PAGE:
_ _ _
A rendering from Jamestown’s website shows its planned addition above Chelsea Market. Jamestown would back this monster truck over the High Line and claim with a straight face that it’s doing the city a favor by steering clear of the lower mid-block context. Chelsea Market now stands about 70 feet directly above the High Line bed. If built to its full proposed zoning envelope height, Jamestown’s addition would more than triple this, rising about 220 feet above it.

Jamestown’s tower would have a view similar to this, but from hundreds of feet higher up. As part of the Hudson River Park, the small block in the foreground permanently protects the river view. The tower would also have spectacular views up and down the High Line.

What’s this worth? A recent Wall Street Journal article reported that 837 Washington St., a project under way three blocks south of Chelsea Market “could fetch top commercial office rents of $100 a square foot on top floors.” That’s over twice the current average rate for the area’s office space reported by Cushman & Wakefield.

What would Jamestown pay in return? Under a provision extended to only three of its blocks, including the Caledonia site, the Special District’s “High Line Improvement Bonus,” allows an increase in maximum floor area “in exchange for a monetary contribution for the restoration and development of open space on the High Line” and “the provision of . . . High Line support facilities.” (Among the facilities Jamestown has proposed are public bathrooms, although they’re already provided one block away in the Caledonia.) Rather than development of open space, Jamestown’s monetary contribution of about $17 million would be earmarked for future maintenance of the High Line structure. This may not be much at all in comparison to what Jamestown would get back. If these funds and limited spaces are so critically needed by the High Line, as they’ve been described, it raises questions about the park’s management. Why does the brand new High Line already have a maintenance and support-space shortfall? How much sense does it make to close the gap by selling off protected and painstakingly integrated open space? Is this a sustainable plan, or burning furniture in the fireplace to keep warm? If the High Line is that desperate, would it be responsible of the Department of City Planning to approve a fire sale of taxpayer-funded open park space?

Given the contempt Jamestown otherwise shows the Special District’s aims, its contribution smells like a bribe. Buying favor would be in keeping with Jamestown’s promise of jobs to the credulous Tenants Association of the nearby Fulton Houses. In the absence of a real zoning-based argument, what else is left but to build support with handouts? Voices outside Jamestown’s circle of influence are growing. In a community forum on Jamestown’s proposal earlier this month, 11 of 12 speakers from the floor voiced strong objections. The one exception expressed ambivalence. Public officials who would indulge Jamestown’s urban planning charade and ignore Chelsea’s resistance will have much to answer for.

Right across 15th Street from Chelsea Market, vacant and underused lots await development. These don’t offer the top-dollar views to be had from a tower over the High Line, but it wouldn’t take a zoning change to develop them. They could be built upon without devaluing the High Line or marring Chelsea Market, a resource listed on the State and National Registers of Historic Places.

Jamestown has cited High-Line-straddling new construction like the Standard Hotel, above, and the High Line Building as precedents for construction above the park, although neither is in the Special West Chelsea District and only one might be considered a boon to the park. The Standard, designed by Polshek Partnership (now Ennead), is true architecture and one of the best recent buildings in New York. Its slim supports and volumes leave much of the rest of its site open, and it is otherwise a special experience to walk up to and under. Built from the ground up on a small block with automatically open exposures, it frames broad views and provides spatial release in ways that would be impossible at Chelsea Market.  In comparing its proposed tower design to the Standard, Jamestown only further reduces its credibility.
_ _ _
Labeled-object pointing entries
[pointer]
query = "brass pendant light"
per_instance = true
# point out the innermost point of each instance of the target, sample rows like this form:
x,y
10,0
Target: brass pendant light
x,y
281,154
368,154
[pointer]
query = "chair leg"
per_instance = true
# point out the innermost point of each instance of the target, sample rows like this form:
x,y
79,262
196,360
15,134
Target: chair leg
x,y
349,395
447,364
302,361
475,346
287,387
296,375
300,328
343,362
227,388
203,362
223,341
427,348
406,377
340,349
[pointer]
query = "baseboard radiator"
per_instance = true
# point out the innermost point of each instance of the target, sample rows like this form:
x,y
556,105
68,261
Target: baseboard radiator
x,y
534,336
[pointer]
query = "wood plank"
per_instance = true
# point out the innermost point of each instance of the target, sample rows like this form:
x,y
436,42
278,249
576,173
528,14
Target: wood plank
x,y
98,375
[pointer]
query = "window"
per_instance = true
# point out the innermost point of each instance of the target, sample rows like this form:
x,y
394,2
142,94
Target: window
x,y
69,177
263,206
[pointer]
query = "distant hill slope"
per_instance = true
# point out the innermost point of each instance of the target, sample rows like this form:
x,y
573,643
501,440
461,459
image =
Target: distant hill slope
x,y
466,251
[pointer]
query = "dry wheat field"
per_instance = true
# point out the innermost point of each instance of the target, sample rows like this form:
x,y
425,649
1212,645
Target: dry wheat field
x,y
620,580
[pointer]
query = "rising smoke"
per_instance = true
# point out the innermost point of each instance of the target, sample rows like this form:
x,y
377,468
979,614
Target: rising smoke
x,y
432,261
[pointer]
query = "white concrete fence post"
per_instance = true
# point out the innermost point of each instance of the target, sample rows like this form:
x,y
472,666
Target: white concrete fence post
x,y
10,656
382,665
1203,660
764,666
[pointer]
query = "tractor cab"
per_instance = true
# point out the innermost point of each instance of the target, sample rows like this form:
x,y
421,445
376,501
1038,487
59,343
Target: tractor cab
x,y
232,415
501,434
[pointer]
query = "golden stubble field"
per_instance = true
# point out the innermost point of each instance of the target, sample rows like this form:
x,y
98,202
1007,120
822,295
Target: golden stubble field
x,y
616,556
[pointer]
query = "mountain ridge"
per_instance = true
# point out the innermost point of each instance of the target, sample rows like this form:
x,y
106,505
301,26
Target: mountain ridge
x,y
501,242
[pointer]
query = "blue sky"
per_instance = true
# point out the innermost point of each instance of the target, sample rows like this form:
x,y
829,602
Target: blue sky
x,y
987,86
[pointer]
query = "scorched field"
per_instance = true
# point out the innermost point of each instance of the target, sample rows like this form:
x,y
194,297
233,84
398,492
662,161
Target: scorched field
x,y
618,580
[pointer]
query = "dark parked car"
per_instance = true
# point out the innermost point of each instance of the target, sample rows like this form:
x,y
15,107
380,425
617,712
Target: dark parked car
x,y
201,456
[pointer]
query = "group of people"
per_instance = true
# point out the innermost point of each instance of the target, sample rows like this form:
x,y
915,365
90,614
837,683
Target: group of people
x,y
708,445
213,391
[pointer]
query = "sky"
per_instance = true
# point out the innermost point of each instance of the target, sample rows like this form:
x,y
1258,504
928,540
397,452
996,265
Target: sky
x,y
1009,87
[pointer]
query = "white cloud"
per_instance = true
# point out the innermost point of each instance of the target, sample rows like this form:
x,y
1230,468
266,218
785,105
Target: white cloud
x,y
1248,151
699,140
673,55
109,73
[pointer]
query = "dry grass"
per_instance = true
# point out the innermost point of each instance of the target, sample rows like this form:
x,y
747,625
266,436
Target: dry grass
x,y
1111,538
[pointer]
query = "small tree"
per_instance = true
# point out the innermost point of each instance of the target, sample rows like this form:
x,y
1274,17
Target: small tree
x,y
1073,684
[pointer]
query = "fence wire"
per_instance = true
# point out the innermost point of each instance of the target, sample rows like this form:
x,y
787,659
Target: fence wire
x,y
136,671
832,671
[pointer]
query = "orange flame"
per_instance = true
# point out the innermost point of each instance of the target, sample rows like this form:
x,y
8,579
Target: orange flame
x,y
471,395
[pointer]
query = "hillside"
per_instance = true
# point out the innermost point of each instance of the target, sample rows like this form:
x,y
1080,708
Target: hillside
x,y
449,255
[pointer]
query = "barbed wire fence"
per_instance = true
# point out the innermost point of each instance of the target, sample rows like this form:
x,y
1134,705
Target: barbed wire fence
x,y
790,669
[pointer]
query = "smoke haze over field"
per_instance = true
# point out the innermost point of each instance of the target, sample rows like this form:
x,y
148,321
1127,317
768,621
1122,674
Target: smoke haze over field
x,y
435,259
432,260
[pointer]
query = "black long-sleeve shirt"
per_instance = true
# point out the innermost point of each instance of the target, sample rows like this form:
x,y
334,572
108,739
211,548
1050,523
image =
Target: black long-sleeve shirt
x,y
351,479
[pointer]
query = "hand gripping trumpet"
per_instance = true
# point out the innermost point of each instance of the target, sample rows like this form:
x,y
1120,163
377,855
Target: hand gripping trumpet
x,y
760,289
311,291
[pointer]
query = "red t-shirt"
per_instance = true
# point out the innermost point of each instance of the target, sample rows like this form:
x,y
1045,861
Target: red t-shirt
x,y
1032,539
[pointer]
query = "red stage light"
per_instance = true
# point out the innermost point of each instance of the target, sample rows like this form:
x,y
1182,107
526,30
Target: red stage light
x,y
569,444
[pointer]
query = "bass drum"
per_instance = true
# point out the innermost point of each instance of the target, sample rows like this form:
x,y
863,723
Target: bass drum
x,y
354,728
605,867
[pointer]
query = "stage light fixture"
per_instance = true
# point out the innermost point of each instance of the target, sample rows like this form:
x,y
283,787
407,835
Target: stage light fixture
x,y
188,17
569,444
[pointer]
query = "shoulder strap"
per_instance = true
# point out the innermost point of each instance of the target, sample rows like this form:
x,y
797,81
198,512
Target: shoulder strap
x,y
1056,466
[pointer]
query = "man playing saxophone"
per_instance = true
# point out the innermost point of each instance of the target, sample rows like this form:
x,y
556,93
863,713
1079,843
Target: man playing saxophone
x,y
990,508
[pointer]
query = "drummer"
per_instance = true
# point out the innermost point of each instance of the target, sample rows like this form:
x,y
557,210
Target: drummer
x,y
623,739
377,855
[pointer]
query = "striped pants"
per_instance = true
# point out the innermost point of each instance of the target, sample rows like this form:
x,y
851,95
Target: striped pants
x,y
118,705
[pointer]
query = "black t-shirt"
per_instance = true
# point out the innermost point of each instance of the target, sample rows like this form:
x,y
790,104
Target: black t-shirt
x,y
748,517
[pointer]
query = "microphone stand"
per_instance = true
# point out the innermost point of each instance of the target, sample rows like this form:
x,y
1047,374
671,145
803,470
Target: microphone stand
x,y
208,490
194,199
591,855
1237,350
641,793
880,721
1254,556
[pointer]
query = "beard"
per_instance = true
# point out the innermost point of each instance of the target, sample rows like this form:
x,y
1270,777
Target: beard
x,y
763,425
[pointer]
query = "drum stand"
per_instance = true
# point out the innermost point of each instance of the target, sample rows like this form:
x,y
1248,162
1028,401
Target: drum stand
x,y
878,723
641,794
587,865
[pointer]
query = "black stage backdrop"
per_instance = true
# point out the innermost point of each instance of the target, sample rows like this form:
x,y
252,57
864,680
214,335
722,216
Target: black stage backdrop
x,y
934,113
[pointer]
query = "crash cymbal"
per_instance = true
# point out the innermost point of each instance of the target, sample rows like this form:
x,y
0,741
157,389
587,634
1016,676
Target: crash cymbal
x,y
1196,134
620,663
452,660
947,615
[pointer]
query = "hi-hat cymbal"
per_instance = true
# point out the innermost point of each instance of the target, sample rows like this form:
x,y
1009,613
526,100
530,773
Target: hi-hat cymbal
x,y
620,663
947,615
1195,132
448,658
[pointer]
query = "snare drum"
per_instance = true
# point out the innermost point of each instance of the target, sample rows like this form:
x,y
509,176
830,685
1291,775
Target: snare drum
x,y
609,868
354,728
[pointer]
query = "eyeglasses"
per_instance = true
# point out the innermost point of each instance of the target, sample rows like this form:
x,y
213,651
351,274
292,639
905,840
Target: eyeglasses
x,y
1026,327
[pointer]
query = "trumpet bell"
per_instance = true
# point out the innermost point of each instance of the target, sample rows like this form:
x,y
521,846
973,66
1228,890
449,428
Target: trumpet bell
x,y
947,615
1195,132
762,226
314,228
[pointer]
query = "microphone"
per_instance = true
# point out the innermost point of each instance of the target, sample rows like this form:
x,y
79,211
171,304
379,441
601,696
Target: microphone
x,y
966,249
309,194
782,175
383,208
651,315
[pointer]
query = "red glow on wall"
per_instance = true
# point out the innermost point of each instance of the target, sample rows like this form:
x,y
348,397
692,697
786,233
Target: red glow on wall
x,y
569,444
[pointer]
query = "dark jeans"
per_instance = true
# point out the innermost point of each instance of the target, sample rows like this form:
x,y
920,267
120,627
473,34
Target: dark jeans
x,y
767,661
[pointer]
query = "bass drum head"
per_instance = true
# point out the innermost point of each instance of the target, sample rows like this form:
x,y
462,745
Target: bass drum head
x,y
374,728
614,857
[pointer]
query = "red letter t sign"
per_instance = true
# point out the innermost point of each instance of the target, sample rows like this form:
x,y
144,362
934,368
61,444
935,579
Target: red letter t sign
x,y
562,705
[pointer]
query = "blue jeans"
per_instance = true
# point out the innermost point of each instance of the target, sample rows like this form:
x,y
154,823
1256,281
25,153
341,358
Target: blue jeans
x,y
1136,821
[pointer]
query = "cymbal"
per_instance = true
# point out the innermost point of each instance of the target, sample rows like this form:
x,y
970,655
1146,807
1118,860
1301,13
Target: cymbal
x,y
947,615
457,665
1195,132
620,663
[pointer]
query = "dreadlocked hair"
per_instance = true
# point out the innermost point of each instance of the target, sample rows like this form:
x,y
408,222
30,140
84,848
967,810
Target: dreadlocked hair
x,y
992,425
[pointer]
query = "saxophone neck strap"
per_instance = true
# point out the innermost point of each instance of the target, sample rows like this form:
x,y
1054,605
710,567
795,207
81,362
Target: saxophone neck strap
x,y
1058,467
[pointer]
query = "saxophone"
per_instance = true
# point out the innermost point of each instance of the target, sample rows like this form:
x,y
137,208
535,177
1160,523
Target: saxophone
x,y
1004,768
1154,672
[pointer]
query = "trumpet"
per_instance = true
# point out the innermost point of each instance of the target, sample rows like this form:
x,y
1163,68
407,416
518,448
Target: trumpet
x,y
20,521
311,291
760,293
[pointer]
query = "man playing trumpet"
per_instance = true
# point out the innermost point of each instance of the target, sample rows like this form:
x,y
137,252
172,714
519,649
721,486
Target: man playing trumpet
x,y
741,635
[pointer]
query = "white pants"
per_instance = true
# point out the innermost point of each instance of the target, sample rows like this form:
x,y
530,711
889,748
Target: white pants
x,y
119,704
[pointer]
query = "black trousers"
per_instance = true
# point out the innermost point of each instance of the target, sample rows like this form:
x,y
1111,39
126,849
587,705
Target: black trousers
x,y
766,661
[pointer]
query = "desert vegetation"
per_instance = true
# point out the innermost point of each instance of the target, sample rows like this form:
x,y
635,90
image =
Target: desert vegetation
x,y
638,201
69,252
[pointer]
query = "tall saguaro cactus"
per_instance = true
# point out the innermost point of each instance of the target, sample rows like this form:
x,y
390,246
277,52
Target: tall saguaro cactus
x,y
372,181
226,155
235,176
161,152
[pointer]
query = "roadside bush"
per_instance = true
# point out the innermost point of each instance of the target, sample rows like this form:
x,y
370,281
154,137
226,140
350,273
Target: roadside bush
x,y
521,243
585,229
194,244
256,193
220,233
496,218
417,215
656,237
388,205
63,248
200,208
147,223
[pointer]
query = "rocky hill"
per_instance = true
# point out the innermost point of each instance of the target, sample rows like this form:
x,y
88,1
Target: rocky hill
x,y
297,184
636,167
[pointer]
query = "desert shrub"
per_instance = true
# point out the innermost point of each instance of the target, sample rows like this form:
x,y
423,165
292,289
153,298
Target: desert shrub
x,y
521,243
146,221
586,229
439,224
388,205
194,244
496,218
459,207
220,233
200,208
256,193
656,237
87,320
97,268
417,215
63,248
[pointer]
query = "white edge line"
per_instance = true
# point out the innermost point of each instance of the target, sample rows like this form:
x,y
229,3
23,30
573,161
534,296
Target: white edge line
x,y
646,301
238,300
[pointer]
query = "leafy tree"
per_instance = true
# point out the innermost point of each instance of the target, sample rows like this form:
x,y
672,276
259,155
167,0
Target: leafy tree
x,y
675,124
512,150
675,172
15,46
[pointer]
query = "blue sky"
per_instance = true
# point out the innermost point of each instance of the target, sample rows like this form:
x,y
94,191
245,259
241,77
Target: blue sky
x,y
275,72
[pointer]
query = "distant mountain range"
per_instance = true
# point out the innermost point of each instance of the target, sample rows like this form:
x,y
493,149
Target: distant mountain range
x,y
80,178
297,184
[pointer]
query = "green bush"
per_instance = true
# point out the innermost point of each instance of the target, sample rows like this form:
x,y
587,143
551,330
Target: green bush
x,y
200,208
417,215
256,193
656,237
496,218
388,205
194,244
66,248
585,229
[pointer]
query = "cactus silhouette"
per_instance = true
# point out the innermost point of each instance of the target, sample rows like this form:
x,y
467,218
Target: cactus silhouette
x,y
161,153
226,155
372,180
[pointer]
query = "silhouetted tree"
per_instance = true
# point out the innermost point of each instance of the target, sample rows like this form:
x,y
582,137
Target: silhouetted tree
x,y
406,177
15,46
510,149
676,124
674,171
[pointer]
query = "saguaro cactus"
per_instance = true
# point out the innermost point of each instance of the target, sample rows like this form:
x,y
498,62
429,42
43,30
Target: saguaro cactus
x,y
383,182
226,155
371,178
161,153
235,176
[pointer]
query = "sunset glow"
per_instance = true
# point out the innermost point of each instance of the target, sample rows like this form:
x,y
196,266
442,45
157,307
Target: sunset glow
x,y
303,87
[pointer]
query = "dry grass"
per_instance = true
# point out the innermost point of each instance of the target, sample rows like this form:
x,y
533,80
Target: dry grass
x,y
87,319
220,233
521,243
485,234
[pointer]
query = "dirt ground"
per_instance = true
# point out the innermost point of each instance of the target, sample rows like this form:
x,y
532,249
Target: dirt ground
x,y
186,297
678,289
_ _ _
TASK DIRECTIONS: According to the piece on Jamestown's proposed addition above Chelsea Market, about how much would Jamestown contribute, and what would that money be earmarked for?

COMPLETE RESPONSE: About $17 million, earmarked for future maintenance of the High Line structure.